What is needed —
Reproduce the F1 race analysis text word for word.

Text —
****************************************
Just think back to Bahrain 2014, when Nico Rosberg was beaten in the infamous Mercedes duel in the desert. Post-race, he smiled and laughed, and shoulder-punched Hamilton with ‘aren’t-we-all-just-such-best-mates’ bonhomie.

But, years later, Rosberg revealed he had been seething inside.

“I remember myself in Bahrain,” he told the Sky Sports F1 podcast. “I said after the race, ‘wow, that was the most fun I’ve ever had in a racing car.’

“But actually, the truth was that it was the farthest from the truth possible.

“Because the truth was, I was seriously angry and seriously hurt from finishing second to Lewis, and it was zero fun.

“As race drivers, we always have to be a bit Hollywood. You can’t always say the truth, obviously, because it’s going to backfire otherwise.”

Leclerc is at a similar crossroads with a resurgent Hamilton, and he’s just lost a battle that has only underlined to Hamilton that he can still do this. A happy Lewis is a dangerous Lewis.

Loser: Red Bull

Questions were always going to be asked of a Red Bull in a post-Christian Horner world, a team that overhauled itself so dramatically over the second half of the F1 2025 season, alongside a significant brain drain of personnel – including the RB22’s chief designer, Craig Skinner.

The momentum of a design philosophy overseen by Adrian Newey has been ripped away with the regulations revolution, and Pierre Waché is now the captain at the helm, stepping into the limelight after years of questions over whether it’s been his or Newey’s magic touch that created the dominant cars of the ground-effect era.

The great reset of Red Bull appears to have largely been completed now, but the Chinese Grand Prix suggests that the team is no longer a front-running outfit and is facing a lengthy period of rebuild to get back to where it was.

Granted, sprint weekends haven’t been Red Bull’s greatest strength in recent years, but there were precious few positives to take away from the weekend in Shanghai, aside from how the new RBPT power units, against all expectations, appear to be of comparable performance to Mercedes and Ferrari at the very first time of asking.
****************************************
Data extracted from a collection
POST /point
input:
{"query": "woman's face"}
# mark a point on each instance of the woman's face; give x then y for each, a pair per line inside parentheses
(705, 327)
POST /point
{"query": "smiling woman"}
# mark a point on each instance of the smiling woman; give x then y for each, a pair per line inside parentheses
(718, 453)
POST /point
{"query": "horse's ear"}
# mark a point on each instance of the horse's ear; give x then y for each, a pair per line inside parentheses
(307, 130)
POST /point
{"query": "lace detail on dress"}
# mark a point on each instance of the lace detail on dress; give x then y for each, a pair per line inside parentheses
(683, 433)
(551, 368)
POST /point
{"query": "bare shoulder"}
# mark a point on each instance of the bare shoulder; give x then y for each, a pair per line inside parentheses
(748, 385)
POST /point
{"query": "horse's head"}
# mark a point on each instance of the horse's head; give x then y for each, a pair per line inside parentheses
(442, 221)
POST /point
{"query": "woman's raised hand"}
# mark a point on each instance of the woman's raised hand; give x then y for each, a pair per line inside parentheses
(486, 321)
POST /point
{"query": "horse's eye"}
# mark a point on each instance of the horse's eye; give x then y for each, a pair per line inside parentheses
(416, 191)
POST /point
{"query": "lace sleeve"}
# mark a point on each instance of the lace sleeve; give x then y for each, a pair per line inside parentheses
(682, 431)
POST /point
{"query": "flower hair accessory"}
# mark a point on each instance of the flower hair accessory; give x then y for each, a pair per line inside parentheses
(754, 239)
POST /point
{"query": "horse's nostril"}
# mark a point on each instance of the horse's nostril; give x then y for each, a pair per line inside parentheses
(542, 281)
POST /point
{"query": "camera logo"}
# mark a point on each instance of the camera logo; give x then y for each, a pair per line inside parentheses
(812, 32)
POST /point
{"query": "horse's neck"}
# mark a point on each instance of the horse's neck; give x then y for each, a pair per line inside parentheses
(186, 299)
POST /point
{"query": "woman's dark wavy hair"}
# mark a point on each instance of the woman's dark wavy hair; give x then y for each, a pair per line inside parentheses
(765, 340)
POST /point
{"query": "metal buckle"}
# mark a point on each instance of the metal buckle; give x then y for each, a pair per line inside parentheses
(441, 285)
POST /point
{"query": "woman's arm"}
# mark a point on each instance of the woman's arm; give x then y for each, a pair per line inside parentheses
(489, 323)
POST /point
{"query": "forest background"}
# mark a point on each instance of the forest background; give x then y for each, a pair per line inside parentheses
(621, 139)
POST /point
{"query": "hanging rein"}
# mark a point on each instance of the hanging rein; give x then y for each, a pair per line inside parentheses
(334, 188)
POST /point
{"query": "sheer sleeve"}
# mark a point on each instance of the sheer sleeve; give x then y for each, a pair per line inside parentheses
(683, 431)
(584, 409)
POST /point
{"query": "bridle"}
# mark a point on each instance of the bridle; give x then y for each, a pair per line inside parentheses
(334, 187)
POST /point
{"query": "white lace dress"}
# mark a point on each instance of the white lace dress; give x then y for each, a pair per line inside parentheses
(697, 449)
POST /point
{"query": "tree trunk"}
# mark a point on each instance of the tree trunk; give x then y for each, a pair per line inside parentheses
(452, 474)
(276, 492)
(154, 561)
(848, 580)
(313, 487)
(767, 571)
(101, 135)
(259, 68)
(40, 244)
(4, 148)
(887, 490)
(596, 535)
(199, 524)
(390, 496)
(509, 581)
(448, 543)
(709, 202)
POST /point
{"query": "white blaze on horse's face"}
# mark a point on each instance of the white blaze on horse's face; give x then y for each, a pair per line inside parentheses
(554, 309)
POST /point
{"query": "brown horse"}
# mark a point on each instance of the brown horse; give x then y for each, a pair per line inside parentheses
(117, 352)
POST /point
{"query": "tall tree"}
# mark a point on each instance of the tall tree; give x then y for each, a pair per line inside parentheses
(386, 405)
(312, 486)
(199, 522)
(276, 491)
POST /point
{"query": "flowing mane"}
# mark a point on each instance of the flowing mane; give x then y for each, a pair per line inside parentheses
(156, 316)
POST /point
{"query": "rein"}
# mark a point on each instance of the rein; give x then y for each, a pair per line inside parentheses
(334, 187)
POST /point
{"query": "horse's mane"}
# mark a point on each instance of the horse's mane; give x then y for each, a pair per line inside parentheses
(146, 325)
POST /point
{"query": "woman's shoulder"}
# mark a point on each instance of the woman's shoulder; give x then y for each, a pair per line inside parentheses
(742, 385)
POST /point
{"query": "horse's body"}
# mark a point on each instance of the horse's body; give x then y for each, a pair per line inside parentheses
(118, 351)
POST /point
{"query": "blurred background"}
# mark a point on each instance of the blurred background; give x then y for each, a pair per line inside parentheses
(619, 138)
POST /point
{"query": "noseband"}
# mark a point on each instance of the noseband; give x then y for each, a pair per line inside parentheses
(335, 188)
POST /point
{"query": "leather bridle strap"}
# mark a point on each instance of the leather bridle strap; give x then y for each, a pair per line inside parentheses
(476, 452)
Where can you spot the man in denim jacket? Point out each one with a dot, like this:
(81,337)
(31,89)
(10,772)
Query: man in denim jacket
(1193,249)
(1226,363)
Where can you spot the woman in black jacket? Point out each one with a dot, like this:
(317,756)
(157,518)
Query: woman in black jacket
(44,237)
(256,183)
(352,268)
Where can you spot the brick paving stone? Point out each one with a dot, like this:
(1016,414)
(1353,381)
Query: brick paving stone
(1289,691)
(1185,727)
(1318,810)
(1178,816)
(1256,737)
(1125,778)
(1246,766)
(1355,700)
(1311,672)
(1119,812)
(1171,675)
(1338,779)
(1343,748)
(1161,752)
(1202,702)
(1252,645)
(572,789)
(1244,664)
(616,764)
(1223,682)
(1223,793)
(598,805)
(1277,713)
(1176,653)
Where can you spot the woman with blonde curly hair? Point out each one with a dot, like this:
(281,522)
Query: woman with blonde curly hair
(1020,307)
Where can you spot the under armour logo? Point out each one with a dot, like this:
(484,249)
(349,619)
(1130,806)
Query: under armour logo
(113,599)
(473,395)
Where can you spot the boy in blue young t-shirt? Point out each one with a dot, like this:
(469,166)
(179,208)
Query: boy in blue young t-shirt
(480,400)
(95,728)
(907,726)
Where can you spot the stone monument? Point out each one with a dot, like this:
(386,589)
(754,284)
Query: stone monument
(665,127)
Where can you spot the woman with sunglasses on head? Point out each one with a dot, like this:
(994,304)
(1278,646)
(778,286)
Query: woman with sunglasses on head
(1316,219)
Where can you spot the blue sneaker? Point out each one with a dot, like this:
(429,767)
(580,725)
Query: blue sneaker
****************************************
Finished answer —
Just think back to Bahrain 2014, when Nico Rosberg was beaten in the infamous Mercedes duel in the desert. Post-race, he smiled and laughed, and shoulder-punched Hamilton with ‘aren’t-we-all-just-such-best-mates’ bonhomie.

But, years later, Rosberg revealed he had been seething inside.

“I remember myself in Bahrain,” he told the Sky Sports F1 podcast. “I said after the race, ‘wow, that was the most fun I’ve ever had in a racing car.’

“But actually, the truth was that it was the farthest from the truth possible.

“Because the truth was, I was seriously angry and seriously hurt from finishing second to Lewis, and it was zero fun.

“As race drivers, we always have to be a bit Hollywood. You can’t always say the truth, obviously, because it’s going to backfire otherwise.”

Leclerc is at a similar crossroads with a resurgent Hamilton, and he’s just lost a battle that has only underlined to Hamilton that he can still do this. A happy Lewis is a dangerous Lewis.

Loser: Red Bull

Questions were always going to be asked of a Red Bull in a post-Christian Horner world, a team that overhauled itself so dramatically over the second half of the F1 2025 season, alongside a significant brain drain of personnel – including the RB22’s chief designer, Craig Skinner.

The momentum of a design philosophy overseen by Adrian Newey has been ripped away with the regulations revolution, and Pierre Waché is now the captain at the helm, stepping into the limelight after years of questions over whether it’s been his or Newey’s magic touch that created the dominant cars of the ground-effect era.

The great reset of Red Bull appears to have largely been completed now, but the Chinese Grand Prix suggests that the team is no longer a front-running outfit and is facing a lengthy period of rebuild to get back to where it was.

Granted, sprint weekends haven’t been Red Bull’s greatest strength in recent years, but there were precious few positives to take away from the weekend in Shanghai, aside from how the new RBPT power units, against all expectations, appear to be of comparable performance to Mercedes and Ferrari at the very first time of asking.